** 文書抜粋 **
更新日 2021年08月17日

ブライダルビジネスの構造とKPIをわかりやすく解説

0001_ブライダルビジネスの特徴

アナロジーの市川(@analogy_ichitk)です。

この記事ではブライダルビジネスの構造とKPI、結婚式場運営で知っておくと役立つ知識をわかりやすく解説します。ウエディングプランナーだけでなく本社の方まで幅広く重要な内容なので、ぜひご覧ください。

 

結婚式までの一般的な基本的な流れ

01_結婚式までの流れと結婚式場の対応部門

1.情報収集

ゼクシィなどの結婚情報誌、みんなのウェディングやウェディングパークなどのウェブサイト、ゼクシィなびやハナユメ、マイナビウエディングなどの結婚式場紹介カウンターなどがメインで、最近ではInstagramも重要な情報収集源の1つになっています。

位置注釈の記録
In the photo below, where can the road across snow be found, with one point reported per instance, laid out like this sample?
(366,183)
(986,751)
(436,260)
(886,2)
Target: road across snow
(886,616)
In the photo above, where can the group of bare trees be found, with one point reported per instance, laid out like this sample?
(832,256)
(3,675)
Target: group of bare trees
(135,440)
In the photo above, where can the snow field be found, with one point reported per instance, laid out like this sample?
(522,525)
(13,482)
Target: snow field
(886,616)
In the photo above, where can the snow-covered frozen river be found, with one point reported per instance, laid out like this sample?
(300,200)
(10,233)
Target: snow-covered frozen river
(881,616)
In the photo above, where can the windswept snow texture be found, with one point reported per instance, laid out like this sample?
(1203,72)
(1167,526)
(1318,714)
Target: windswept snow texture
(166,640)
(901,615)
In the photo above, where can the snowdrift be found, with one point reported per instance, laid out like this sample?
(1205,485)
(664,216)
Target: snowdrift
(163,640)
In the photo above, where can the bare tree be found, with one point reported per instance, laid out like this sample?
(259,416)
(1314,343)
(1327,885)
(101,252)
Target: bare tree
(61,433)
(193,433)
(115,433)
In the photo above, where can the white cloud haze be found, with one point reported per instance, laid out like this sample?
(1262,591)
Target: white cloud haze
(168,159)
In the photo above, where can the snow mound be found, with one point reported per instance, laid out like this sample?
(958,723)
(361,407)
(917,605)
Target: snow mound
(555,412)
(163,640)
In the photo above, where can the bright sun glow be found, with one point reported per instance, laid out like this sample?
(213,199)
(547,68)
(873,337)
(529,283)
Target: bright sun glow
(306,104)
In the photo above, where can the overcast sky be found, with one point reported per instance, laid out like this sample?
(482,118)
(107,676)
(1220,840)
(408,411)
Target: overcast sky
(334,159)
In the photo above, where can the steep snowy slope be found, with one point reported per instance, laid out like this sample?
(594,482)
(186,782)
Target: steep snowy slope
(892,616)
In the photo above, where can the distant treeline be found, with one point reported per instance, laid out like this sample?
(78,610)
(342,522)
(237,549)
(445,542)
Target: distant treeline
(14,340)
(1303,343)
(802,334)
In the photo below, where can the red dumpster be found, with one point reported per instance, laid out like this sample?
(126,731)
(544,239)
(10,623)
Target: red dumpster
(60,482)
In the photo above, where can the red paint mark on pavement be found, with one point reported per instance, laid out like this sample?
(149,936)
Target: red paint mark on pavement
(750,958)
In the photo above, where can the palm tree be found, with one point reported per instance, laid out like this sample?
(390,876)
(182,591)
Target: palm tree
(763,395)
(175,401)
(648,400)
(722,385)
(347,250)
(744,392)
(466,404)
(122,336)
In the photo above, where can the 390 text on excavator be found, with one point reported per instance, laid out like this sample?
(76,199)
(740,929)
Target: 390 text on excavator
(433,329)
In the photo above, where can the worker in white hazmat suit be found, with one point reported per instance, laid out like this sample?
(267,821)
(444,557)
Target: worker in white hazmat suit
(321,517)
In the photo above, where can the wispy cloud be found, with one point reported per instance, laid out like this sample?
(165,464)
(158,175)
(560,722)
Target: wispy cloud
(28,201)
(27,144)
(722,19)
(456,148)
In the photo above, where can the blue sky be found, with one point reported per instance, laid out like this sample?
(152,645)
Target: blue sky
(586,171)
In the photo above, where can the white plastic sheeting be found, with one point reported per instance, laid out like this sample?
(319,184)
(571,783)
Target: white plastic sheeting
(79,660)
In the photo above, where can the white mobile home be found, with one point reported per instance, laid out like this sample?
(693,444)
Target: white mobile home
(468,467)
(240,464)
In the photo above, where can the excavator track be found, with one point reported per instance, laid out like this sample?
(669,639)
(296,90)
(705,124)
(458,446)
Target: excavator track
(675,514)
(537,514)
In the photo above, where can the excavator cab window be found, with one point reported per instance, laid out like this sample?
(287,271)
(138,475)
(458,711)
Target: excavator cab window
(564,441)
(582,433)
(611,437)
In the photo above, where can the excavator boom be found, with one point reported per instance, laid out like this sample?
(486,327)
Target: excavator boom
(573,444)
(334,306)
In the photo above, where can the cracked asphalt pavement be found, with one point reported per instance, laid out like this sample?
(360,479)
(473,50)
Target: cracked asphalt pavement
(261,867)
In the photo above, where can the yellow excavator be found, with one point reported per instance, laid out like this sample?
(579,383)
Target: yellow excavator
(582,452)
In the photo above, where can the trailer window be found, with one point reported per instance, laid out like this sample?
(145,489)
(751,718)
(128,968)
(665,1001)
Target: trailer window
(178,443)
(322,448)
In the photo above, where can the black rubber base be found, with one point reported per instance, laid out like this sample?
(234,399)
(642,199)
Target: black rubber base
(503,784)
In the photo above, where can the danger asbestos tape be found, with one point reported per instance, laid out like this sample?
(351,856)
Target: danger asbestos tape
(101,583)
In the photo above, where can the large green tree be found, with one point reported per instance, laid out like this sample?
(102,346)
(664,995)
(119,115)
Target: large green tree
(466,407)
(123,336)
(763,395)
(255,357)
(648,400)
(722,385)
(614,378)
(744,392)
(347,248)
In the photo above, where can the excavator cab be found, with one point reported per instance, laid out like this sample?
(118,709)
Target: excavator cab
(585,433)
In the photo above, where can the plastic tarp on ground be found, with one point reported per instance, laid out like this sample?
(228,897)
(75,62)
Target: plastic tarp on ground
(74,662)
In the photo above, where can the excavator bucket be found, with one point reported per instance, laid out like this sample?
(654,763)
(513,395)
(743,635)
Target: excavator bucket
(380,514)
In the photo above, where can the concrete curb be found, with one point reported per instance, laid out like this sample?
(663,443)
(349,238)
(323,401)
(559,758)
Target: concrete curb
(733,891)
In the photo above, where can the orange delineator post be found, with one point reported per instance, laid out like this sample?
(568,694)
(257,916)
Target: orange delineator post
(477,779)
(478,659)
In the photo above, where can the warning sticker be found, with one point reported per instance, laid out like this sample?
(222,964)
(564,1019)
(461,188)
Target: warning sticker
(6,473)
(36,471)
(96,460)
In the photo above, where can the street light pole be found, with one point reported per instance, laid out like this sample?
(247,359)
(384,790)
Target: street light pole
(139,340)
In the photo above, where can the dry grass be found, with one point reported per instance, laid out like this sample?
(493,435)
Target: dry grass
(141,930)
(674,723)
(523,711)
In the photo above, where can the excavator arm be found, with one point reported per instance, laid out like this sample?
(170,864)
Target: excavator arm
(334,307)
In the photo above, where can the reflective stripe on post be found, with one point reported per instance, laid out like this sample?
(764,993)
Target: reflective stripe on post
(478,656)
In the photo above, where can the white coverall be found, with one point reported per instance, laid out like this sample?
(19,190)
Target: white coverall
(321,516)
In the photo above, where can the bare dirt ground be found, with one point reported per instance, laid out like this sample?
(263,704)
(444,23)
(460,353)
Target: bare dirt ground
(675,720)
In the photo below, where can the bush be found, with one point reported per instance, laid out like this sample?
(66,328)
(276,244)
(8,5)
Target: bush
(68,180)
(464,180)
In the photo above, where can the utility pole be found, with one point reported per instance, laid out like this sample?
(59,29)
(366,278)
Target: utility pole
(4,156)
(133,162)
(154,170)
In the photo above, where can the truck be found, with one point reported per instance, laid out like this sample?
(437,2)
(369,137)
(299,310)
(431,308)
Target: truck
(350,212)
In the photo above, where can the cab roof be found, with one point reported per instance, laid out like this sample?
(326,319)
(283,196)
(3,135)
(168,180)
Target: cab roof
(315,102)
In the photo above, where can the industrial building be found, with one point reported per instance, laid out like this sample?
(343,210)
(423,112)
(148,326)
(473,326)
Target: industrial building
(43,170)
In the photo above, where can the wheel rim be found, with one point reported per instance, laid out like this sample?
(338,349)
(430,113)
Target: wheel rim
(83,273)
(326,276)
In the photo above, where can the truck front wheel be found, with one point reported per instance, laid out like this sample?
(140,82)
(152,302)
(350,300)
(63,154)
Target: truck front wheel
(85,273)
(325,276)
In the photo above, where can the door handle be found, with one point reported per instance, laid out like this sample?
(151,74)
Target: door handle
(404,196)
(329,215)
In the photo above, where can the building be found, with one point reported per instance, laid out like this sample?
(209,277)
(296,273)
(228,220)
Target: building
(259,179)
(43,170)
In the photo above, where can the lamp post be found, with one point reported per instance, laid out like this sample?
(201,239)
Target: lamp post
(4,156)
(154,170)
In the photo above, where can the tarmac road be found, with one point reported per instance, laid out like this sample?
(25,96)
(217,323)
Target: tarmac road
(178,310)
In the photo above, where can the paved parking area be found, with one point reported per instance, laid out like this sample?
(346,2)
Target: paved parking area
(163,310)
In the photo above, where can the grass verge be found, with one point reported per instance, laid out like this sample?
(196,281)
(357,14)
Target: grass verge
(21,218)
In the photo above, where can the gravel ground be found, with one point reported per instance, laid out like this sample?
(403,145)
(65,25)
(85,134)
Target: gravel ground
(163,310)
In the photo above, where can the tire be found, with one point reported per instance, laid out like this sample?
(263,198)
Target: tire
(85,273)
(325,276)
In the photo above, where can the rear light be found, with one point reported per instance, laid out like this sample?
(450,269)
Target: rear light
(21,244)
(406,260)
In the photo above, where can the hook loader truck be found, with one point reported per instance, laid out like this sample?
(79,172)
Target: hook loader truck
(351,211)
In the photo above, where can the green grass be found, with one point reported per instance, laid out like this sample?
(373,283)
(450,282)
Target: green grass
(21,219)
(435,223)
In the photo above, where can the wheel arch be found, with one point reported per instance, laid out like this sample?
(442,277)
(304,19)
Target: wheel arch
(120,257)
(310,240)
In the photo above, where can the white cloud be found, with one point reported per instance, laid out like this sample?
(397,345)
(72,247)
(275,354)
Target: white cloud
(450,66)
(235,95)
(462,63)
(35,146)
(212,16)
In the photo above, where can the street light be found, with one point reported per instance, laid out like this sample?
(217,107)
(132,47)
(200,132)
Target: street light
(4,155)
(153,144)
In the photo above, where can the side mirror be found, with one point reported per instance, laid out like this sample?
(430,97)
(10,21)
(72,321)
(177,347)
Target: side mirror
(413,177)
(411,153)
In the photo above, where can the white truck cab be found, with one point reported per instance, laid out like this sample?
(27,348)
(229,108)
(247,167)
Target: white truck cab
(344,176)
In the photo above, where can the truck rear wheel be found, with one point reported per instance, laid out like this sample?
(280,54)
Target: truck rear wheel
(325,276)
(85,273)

** 指示 1 **
上のブライダルビジネスの記事から、「結婚式までの一般的な基本的な流れ」以降「収集源の1つになっています。」までの部分を、両端の語句も含めてそのまま書き写してください。
** 指示 2 **
上のエントリーから、「handle」という文字列を含む行をすべて抜き出してください。

** 解答 1 **
結婚式までの一般的な基本的な流れ

01_結婚式までの流れと結婚式場の対応部門

1.情報収集

ゼクシィなどの結婚情報誌、みんなのウェディングやウェディングパークなどのウェブサイト、ゼクシィなびやハナユメ、マイナビウエディングなどの結婚式場紹介カウンターなどがメインで、最近ではInstagramも重要な情報収集源の1つになっています。

** 解答 2 **
In the photo above, where can the door handle be found, with one point reported per instance, laid out like this sample?
Target: door handle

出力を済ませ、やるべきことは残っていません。